■ What the task asks
Update the lines from the line with "query (the noun phrase to segment): roadside" up to and including the line with "Return the outline of every instance of the roadside", changing "vegetation" to "greenery" and leaving everything else unchanged.
— Start of Records to process —
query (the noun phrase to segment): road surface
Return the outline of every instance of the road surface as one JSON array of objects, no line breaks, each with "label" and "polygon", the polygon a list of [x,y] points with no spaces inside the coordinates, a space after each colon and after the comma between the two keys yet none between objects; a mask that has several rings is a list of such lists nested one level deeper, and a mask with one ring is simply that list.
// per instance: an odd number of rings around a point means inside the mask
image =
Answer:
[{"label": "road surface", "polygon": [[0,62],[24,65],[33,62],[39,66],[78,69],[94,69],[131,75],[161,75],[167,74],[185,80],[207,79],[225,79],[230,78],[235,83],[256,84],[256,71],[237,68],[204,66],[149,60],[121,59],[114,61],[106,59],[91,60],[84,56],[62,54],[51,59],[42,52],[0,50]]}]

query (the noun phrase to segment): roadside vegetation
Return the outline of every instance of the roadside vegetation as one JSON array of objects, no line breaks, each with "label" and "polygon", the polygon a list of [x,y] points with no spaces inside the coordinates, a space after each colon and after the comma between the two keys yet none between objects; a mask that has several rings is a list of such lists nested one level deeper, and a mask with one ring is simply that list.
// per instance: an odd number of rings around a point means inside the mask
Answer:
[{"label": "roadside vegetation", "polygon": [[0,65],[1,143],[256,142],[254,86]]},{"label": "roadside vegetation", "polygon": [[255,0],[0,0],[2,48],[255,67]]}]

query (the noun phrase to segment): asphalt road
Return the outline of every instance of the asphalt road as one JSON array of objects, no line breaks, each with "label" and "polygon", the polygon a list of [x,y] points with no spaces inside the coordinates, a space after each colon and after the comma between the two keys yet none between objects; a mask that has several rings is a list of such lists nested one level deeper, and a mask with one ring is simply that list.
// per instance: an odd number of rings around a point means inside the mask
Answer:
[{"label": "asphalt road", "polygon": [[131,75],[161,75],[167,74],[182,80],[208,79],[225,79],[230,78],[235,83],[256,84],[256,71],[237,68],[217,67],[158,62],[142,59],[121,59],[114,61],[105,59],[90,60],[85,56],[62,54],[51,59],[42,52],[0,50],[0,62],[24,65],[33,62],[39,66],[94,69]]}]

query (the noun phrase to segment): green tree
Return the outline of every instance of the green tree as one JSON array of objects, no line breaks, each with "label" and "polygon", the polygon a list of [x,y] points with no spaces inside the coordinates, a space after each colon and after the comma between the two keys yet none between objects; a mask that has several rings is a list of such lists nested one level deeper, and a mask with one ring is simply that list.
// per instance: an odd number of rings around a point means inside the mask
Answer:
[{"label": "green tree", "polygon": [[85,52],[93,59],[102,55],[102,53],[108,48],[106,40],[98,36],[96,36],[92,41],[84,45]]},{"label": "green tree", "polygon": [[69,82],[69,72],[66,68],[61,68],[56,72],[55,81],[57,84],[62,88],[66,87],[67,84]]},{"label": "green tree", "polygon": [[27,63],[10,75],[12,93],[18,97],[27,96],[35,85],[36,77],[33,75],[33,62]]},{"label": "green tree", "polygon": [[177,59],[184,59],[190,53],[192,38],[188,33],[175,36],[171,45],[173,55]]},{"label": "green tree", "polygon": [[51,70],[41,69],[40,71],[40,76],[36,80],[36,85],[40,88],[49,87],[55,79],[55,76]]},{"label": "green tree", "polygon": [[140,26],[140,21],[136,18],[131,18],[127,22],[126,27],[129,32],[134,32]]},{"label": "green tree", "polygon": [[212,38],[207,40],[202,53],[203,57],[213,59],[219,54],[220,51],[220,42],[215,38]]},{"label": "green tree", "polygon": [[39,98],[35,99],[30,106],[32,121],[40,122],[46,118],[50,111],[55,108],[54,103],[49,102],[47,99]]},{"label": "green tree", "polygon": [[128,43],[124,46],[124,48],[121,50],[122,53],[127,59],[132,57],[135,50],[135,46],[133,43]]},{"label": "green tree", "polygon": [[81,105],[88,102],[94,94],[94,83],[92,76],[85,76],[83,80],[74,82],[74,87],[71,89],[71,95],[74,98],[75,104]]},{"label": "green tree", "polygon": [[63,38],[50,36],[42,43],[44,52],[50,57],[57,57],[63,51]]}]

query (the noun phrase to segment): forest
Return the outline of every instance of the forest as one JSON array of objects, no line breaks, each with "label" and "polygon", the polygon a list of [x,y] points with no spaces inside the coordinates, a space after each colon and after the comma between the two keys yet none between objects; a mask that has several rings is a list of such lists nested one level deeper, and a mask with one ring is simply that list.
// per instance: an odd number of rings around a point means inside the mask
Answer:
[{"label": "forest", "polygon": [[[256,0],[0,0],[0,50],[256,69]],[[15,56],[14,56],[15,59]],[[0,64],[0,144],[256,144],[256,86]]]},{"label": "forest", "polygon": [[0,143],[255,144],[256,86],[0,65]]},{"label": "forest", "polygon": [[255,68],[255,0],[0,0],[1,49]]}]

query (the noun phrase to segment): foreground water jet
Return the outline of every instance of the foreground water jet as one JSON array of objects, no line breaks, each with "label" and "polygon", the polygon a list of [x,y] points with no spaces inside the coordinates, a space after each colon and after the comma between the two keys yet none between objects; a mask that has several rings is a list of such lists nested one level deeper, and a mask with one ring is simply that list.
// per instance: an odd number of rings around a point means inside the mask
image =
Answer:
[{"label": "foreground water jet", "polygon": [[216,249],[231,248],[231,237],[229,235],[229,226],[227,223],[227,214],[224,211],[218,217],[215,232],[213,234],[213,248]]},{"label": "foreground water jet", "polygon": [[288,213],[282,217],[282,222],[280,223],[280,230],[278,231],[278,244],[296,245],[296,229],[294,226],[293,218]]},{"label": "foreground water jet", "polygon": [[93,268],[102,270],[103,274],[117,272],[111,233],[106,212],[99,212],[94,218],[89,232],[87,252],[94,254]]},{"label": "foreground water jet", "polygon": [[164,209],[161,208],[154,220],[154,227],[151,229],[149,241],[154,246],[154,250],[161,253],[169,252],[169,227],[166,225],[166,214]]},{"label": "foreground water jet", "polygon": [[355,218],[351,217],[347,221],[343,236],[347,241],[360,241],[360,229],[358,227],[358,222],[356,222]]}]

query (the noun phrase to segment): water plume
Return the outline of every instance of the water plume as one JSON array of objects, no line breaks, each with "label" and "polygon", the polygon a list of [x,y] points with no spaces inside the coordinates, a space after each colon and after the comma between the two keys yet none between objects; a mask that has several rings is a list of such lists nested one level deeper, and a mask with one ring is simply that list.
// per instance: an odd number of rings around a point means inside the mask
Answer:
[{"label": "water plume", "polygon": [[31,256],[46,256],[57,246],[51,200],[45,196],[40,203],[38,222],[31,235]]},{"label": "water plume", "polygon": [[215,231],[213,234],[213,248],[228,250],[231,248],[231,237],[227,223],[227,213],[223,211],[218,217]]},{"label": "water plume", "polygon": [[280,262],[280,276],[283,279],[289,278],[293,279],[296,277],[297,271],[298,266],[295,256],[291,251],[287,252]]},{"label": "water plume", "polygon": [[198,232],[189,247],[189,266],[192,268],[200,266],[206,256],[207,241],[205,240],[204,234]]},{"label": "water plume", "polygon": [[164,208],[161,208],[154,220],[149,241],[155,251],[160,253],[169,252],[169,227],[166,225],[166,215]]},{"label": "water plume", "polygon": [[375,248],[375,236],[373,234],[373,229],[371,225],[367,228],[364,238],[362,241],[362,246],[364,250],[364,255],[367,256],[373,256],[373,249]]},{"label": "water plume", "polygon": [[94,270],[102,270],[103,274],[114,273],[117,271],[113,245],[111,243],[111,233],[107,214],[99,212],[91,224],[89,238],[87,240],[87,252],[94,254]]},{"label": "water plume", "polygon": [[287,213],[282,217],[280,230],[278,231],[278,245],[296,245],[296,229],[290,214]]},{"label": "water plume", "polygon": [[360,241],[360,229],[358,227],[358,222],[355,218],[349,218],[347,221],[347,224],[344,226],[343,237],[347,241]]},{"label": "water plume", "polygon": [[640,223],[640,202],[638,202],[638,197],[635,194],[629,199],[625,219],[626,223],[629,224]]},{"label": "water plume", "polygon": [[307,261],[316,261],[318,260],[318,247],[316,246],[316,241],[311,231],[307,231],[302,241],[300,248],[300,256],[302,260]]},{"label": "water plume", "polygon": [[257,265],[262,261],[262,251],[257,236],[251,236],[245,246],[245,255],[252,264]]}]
— End of Records to process —
■ Result for this exercise
query (the noun phrase to segment): roadside greenery
Return the outline of every instance of the roadside greenery as one JSON array of objects, no line breaks, each with "label" and "polygon", the polygon a list of [x,y] points with no spaces inside the coordinates, a space after each colon and after the comma between the two keys yet none between objects; a mask that has several rings is a list of such lists nested one level deeper, and a mask with one ring is simply that list.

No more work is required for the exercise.